This is a guest blog that I asked Tim Barrus to write about the experience of liminality (see yesterday's post). This is in part what people say is S/M. Tim also posted this on his Facebook page with a video illustration.
Prairie Mary
Then Let the Wind Die Down
I was eleven the first time. Lake Michigan near Traverse City. I was wearing the buckskin coat. The one with the fringe I loved. My dad had killed the buck and had had the coat made for himself but I had appropriated it. We had driven that whole day down from L’anse in the Upper Peninsula. We would spend the night at the lake, and I had waded into it wearing only the buckskin coat. I was not quite waist deep and I was walking north.
The sun was setting behind the lake. The water only barely covering my cock and balls as I pulled myself through the water, walking north. Always due north. That was the first time, and at eleven, I did not know what it was. But I knew it was something because it had never happened to me before. Not like this.
The next time would be onstage. I was a dancer and I was dancing. Suddenly, the audience became irrelevant. I was no longer dancing. I was the dance. I do this with writing now.
The next time would be in China. The magician was showing us how to manipulate the marionettes (puppets) via string so the puppets could perform the magic tricks. Suddenly, the magician leapt backwards doing a complete acrobatic flip, and then he disappeared. What came to me was both the question and the answer and it had nothing to do with magic tricks. Question: what will you do with the puppets now that they have been abandoned to your person. Answer: the children who need them will find you.
The next time it happened, I was shown into an almost empty room with a chair in the center of the room which I sat down in. A door opened and a woman with a big heavy box pulled the box into the room. She left. Inside the box were six new wolf puppies. I was not in my body then. I had given it to them. They will tear your clothes off, they will. Their eyes still blue.
It has happened to me dozens of times on Grant Street in San Francisco. It has never not happened if I am in China town. So I once decided to move there. Just walking down the street was extraordinary.
It has happened to me in ruins. That is all I can say.
It happens in Shinjuku whenever I am there. It finds you. You do not find it (the idea of you finding it is ludicrous) and it happens.

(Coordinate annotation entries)
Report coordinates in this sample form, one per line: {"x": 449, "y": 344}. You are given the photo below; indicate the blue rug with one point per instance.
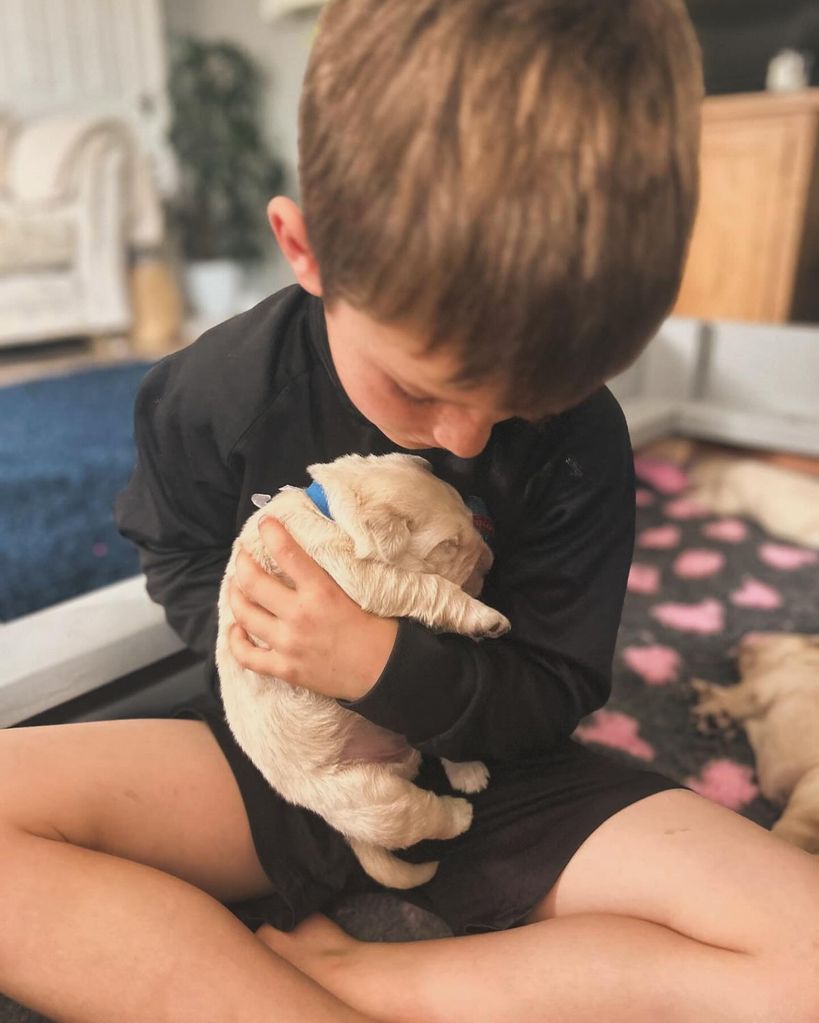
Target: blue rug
{"x": 65, "y": 450}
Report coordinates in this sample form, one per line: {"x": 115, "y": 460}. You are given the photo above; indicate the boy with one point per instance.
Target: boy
{"x": 498, "y": 195}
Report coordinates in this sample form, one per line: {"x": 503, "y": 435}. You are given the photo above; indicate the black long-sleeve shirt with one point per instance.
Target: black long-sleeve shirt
{"x": 254, "y": 401}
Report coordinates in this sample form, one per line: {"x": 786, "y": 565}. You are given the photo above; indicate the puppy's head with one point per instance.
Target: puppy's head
{"x": 396, "y": 510}
{"x": 761, "y": 653}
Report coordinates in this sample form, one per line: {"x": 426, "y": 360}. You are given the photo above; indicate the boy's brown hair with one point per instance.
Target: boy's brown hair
{"x": 517, "y": 178}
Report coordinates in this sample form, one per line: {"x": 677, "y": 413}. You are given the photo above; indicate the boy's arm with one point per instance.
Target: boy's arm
{"x": 561, "y": 585}
{"x": 179, "y": 507}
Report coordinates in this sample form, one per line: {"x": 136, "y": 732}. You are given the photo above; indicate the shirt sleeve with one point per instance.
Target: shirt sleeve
{"x": 179, "y": 506}
{"x": 561, "y": 584}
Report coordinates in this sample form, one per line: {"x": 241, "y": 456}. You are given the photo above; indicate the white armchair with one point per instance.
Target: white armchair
{"x": 76, "y": 193}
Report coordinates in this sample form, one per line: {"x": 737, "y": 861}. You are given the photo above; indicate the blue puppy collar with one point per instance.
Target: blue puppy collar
{"x": 316, "y": 493}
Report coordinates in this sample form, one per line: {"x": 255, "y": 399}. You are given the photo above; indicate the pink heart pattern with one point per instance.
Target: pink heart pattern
{"x": 698, "y": 583}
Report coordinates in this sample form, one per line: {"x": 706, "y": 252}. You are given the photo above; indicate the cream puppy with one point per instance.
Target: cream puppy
{"x": 401, "y": 543}
{"x": 777, "y": 704}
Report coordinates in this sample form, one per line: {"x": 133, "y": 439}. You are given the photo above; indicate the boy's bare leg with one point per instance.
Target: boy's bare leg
{"x": 89, "y": 934}
{"x": 674, "y": 909}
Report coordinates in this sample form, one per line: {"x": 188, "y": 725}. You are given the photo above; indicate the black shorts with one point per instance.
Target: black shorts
{"x": 528, "y": 824}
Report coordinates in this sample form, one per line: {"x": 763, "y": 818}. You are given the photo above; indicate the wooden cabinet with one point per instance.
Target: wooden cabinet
{"x": 755, "y": 251}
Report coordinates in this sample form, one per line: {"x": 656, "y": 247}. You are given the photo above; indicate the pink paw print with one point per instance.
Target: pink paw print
{"x": 757, "y": 594}
{"x": 643, "y": 579}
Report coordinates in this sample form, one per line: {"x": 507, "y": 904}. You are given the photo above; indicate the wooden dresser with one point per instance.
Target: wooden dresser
{"x": 755, "y": 251}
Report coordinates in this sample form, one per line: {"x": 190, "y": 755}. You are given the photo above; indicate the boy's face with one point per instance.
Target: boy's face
{"x": 406, "y": 393}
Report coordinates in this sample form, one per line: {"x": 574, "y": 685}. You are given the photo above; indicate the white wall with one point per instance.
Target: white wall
{"x": 769, "y": 368}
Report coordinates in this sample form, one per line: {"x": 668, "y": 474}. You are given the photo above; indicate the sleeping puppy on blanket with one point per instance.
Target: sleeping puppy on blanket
{"x": 401, "y": 543}
{"x": 777, "y": 704}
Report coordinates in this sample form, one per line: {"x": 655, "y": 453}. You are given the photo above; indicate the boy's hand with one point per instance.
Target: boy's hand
{"x": 318, "y": 637}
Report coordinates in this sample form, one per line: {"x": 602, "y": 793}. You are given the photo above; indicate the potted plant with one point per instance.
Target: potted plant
{"x": 226, "y": 172}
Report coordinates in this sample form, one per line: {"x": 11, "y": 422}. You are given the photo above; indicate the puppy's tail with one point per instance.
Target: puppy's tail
{"x": 389, "y": 870}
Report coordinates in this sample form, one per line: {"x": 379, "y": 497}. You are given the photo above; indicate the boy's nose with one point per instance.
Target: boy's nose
{"x": 463, "y": 433}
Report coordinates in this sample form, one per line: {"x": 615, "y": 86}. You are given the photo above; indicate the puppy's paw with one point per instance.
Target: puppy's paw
{"x": 458, "y": 816}
{"x": 488, "y": 623}
{"x": 470, "y": 776}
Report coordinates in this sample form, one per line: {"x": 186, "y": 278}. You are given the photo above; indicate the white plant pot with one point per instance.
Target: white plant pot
{"x": 213, "y": 286}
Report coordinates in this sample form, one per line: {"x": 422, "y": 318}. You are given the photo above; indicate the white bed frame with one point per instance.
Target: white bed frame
{"x": 109, "y": 654}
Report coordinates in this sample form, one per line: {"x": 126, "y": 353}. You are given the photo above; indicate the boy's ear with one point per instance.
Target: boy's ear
{"x": 287, "y": 223}
{"x": 377, "y": 530}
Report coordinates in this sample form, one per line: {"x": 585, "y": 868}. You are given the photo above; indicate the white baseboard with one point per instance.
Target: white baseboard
{"x": 74, "y": 648}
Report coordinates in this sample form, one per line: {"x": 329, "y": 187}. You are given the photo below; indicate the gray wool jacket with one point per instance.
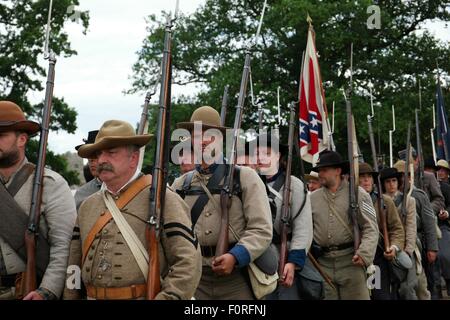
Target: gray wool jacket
{"x": 57, "y": 222}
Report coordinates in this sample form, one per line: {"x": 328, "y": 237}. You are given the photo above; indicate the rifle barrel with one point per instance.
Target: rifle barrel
{"x": 36, "y": 197}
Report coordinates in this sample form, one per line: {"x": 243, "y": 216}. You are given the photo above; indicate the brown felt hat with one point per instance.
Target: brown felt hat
{"x": 12, "y": 118}
{"x": 207, "y": 116}
{"x": 114, "y": 133}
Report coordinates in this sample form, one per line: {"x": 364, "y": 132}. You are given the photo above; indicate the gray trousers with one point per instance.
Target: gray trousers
{"x": 234, "y": 286}
{"x": 407, "y": 289}
{"x": 350, "y": 280}
{"x": 284, "y": 293}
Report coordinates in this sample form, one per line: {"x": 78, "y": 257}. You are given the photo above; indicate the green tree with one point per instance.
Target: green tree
{"x": 22, "y": 34}
{"x": 209, "y": 48}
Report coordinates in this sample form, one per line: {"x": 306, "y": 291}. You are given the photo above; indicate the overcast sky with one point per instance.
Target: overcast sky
{"x": 93, "y": 81}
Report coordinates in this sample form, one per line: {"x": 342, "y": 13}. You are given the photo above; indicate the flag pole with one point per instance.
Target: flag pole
{"x": 391, "y": 159}
{"x": 433, "y": 147}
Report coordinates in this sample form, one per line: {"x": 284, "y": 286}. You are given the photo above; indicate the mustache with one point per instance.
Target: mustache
{"x": 104, "y": 167}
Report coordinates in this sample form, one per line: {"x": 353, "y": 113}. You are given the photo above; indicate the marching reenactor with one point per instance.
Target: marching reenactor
{"x": 427, "y": 241}
{"x": 394, "y": 229}
{"x": 90, "y": 187}
{"x": 57, "y": 206}
{"x": 312, "y": 181}
{"x": 300, "y": 229}
{"x": 391, "y": 179}
{"x": 443, "y": 172}
{"x": 333, "y": 230}
{"x": 250, "y": 224}
{"x": 430, "y": 184}
{"x": 109, "y": 239}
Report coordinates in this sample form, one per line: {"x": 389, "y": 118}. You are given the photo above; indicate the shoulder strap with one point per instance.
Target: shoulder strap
{"x": 203, "y": 199}
{"x": 20, "y": 178}
{"x": 139, "y": 185}
{"x": 137, "y": 248}
{"x": 279, "y": 182}
{"x": 305, "y": 194}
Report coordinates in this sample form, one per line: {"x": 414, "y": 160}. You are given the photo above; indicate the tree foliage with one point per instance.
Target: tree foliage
{"x": 209, "y": 48}
{"x": 22, "y": 36}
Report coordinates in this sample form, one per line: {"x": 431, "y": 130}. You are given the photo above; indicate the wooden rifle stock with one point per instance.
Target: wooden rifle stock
{"x": 36, "y": 197}
{"x": 353, "y": 190}
{"x": 223, "y": 111}
{"x": 228, "y": 187}
{"x": 286, "y": 206}
{"x": 160, "y": 168}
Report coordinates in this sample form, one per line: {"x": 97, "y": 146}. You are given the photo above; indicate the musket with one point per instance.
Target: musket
{"x": 256, "y": 104}
{"x": 391, "y": 158}
{"x": 31, "y": 233}
{"x": 228, "y": 187}
{"x": 379, "y": 194}
{"x": 278, "y": 122}
{"x": 331, "y": 145}
{"x": 143, "y": 123}
{"x": 353, "y": 191}
{"x": 286, "y": 206}
{"x": 420, "y": 173}
{"x": 161, "y": 163}
{"x": 223, "y": 111}
{"x": 406, "y": 174}
{"x": 433, "y": 146}
{"x": 297, "y": 131}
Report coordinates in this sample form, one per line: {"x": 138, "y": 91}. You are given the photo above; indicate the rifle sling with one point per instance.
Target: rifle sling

# Problems and tasks
**A.** According to the essay on liminality, what was the narrator wearing when wading into Lake Michigan at eleven?
**B.** Decide whether each statement agrees with the essay on liminality, answering yes or no and quoting the words that settle it: (i) The narrator's father had the buckskin coat made for himself. (ii) The narrator walked south through the lake. (iii) The box brought into the room held six wolf puppies.
**C.** Extend the essay on liminality with a few more paragraphs that pick up after its final sentence.

# Task-by-task answers
**A.** Only the buckskin coat.

**B.**
(i) Yes: "My dad had killed the buck and had had the coat made for himself"
(ii) No: "I was walking north."
(iii) Yes: "Inside the box were six new wolf puppies."

**C.**
It has nothing to do with nature or new age anything. Shinjuku is the most contrived environment on the planet. But it is very powerful in Shinjuku. Other people who I have never met and do not know have written to me that it happens to them there as well.
It has happened to me on the beach in Tunisia. It has happened to me in brothels in Tangier.
It happened to me once after having just taken off from La Guardia on a jet. It was night. We flew around the Twin Towers — close enough to touch them — and then we took off straight to California.
It happened to me once diving in the Keys.
It happened to me sailing a windjammer through a storm just off Nassau. It has happened to me several times while writing. I can MAKE something similar happen at will. But it is not the thing.
It happened to me today high on LSD and psilocybin mushrooms. You can only call to it using these tools. It doesn’t mean it will happen but I have gotten quite good at communicating with it to see that it does. LSD and psilocybin mushrooms beckon to it.
The dogs and I walked about twenty miles today. It was with me most of that time. I can taste it on the wind. I am not sure how I constructed this video to show you (not that you will believe it which is fine) what it’s like walking in and through the thing. I need to make visual representations (all of them quite inadequate) of what it’s like to be inside the thing. Usually, I am walking through. Or swimming through. Or flying through it.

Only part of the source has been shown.